◆ **RECORD LIST**:
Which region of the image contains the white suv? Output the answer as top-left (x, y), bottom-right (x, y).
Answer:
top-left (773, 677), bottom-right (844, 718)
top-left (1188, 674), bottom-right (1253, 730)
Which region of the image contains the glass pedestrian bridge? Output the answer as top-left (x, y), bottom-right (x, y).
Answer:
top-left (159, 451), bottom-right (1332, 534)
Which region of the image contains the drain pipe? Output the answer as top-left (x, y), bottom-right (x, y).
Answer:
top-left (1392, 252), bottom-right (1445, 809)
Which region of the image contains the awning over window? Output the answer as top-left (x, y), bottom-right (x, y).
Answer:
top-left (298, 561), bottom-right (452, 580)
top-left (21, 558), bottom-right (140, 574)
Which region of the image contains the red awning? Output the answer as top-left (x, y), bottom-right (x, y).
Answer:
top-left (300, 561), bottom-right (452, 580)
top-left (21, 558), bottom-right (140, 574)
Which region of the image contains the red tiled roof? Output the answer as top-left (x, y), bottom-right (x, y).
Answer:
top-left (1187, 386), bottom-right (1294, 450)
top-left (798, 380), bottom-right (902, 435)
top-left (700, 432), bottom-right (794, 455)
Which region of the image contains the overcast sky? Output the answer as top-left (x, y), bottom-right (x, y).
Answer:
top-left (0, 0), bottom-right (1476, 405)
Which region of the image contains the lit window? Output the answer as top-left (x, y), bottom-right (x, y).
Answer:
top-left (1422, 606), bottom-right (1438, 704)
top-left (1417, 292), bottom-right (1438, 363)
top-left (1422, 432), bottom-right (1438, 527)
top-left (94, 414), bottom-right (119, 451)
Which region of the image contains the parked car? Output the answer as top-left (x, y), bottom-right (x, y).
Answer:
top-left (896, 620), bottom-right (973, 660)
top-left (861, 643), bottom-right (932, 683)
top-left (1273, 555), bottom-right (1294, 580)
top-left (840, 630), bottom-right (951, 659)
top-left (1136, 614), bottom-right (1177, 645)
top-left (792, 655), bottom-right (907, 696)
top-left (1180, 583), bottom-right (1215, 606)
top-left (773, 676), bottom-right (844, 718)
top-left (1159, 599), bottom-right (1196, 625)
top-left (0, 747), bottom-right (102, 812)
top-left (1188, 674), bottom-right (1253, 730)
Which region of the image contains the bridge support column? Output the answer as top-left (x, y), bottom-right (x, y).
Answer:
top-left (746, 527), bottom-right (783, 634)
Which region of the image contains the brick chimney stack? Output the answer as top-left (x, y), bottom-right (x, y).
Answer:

◆ **CHALLENGE**: Can you rewrite all of the records above as a Markdown table with the columns "Row" and "Record," giving each line its own numbered row and leaving out blank lines?

◆ **WRITTEN RESPONSE**:
| Row | Record |
|---|---|
| 1 | Which region of the image contains the white suv? Output the answer as top-left (x, y), bottom-right (x, y). |
| 2 | Answer: |
| 3 | top-left (773, 677), bottom-right (844, 718) |
| 4 | top-left (1188, 674), bottom-right (1253, 730) |
| 5 | Which region of the image contains the glass pedestrian bridge? Output the answer as top-left (x, y), bottom-right (x, y). |
| 6 | Answer: |
| 7 | top-left (159, 451), bottom-right (1332, 534) |
| 8 | Which region of the image contains the drain pipe? Output the answer as top-left (x, y), bottom-right (x, y). |
| 9 | Answer: |
| 10 | top-left (1392, 252), bottom-right (1445, 809) |
| 11 | Which region of the image contains the awning over window? Output the answer as top-left (x, y), bottom-right (x, y). |
| 12 | Answer: |
| 13 | top-left (298, 561), bottom-right (452, 580) |
| 14 | top-left (21, 558), bottom-right (140, 574) |
| 15 | Which region of the image contains the red awning? Output the answer as top-left (x, y), bottom-right (x, y). |
| 16 | Answer: |
| 17 | top-left (300, 561), bottom-right (452, 580) |
| 18 | top-left (21, 558), bottom-right (140, 574) |
| 19 | Which region of the image contains the red tiled roof? Output the answer as top-left (x, y), bottom-right (x, y). |
| 20 | Answer: |
| 21 | top-left (1187, 386), bottom-right (1294, 450) |
| 22 | top-left (798, 380), bottom-right (902, 435) |
| 23 | top-left (700, 432), bottom-right (794, 455) |
| 24 | Which region of the image contains the overcast sky? Output the answer as top-left (x, y), bottom-right (x, y). |
| 25 | Answer: |
| 26 | top-left (0, 0), bottom-right (1476, 405) |
| 27 | Which region of the image contains the lit window? Output the answer as top-left (x, y), bottom-right (x, y). |
| 28 | Answer: |
| 29 | top-left (1422, 606), bottom-right (1438, 704) |
| 30 | top-left (1417, 292), bottom-right (1438, 363) |
| 31 | top-left (1422, 432), bottom-right (1438, 527) |
| 32 | top-left (94, 414), bottom-right (119, 451) |
| 33 | Which region of the image contains the parked car? Output the answer as top-left (x, y), bottom-right (x, y). |
| 34 | Answer: |
| 35 | top-left (896, 620), bottom-right (973, 660) |
| 36 | top-left (861, 643), bottom-right (932, 683) |
| 37 | top-left (1273, 555), bottom-right (1294, 580) |
| 38 | top-left (840, 630), bottom-right (951, 659) |
| 39 | top-left (1136, 614), bottom-right (1177, 645) |
| 40 | top-left (792, 655), bottom-right (907, 696) |
| 41 | top-left (1180, 583), bottom-right (1215, 606) |
| 42 | top-left (773, 676), bottom-right (844, 718) |
| 43 | top-left (1159, 599), bottom-right (1196, 625) |
| 44 | top-left (0, 747), bottom-right (102, 812) |
| 45 | top-left (1188, 674), bottom-right (1253, 730) |
| 46 | Which region of the image contains the bridge support column? Output the answer as top-left (x, y), bottom-right (x, y). |
| 47 | Answer: |
| 48 | top-left (746, 527), bottom-right (783, 634) |
| 49 | Which region of the image contains the brick chimney stack? Output the answer as top-left (x, y), bottom-right (x, y). |
| 50 | Answer: |